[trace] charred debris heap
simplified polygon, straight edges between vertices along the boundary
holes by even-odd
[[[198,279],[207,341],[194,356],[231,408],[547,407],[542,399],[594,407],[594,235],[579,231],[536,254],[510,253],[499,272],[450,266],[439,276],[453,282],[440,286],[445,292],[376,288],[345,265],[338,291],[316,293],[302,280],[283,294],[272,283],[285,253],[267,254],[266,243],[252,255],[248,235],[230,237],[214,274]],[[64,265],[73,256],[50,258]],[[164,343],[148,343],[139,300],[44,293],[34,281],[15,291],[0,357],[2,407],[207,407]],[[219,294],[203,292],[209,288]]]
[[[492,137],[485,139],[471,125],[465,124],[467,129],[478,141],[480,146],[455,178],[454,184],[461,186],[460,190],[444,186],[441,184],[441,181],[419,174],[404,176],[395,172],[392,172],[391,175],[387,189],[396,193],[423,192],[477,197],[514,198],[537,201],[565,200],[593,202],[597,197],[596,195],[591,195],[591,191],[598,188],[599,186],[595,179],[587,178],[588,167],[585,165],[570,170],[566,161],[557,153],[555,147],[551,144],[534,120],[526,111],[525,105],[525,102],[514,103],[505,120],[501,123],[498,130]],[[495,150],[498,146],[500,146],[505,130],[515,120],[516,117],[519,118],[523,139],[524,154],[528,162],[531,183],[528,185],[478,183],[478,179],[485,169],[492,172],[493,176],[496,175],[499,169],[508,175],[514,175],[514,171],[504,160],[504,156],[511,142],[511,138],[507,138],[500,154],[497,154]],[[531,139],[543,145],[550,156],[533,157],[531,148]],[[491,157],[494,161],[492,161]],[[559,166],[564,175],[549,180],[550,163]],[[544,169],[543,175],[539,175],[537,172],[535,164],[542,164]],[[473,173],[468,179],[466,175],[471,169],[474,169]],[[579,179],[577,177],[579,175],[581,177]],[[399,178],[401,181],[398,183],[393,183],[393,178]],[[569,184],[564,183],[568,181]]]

------

◆ **Work to do**: Print every line of the items above again, with no changes.

◆ **Final result**:
[trace] charred debris heap
simplified polygon, straight edges between vertices along the boundary
holes by even-odd
[[[198,279],[207,341],[194,356],[231,408],[547,407],[542,399],[594,407],[594,235],[579,231],[536,254],[510,253],[499,272],[450,266],[439,276],[453,282],[440,286],[445,292],[376,288],[345,265],[338,291],[316,293],[302,280],[283,294],[272,283],[285,253],[267,254],[266,243],[252,255],[248,235],[230,237],[214,274]],[[64,265],[73,256],[50,258]],[[164,343],[148,343],[139,300],[44,293],[34,281],[15,291],[0,357],[2,407],[207,407]],[[219,294],[203,292],[209,288]]]
[[[492,137],[485,139],[471,125],[465,124],[467,129],[478,141],[480,146],[455,178],[454,184],[461,186],[460,190],[444,186],[441,184],[441,181],[419,174],[404,176],[395,172],[392,172],[391,175],[387,189],[396,193],[423,192],[477,197],[514,198],[537,201],[565,200],[593,202],[597,197],[596,195],[591,195],[591,191],[598,188],[599,186],[595,179],[587,178],[588,167],[585,165],[570,170],[566,161],[557,153],[555,147],[551,144],[534,120],[526,111],[525,105],[525,102],[514,103],[505,120],[501,123],[498,130]],[[495,150],[498,146],[500,146],[505,130],[515,120],[516,117],[519,118],[523,139],[524,154],[528,162],[531,183],[528,185],[478,183],[478,179],[485,169],[492,172],[493,176],[496,175],[499,169],[508,175],[514,175],[514,171],[504,160],[504,156],[511,142],[511,138],[507,138],[500,154],[497,154]],[[531,139],[543,145],[550,156],[533,157],[531,148]],[[491,157],[494,161],[492,161]],[[559,166],[564,175],[549,180],[550,163]],[[544,169],[543,175],[539,175],[537,172],[535,164],[542,164]],[[473,173],[468,179],[466,175],[471,169],[474,169]],[[579,179],[577,177],[579,175],[581,177]],[[399,178],[401,181],[398,183],[393,183],[393,178]],[[569,184],[564,183],[568,181]]]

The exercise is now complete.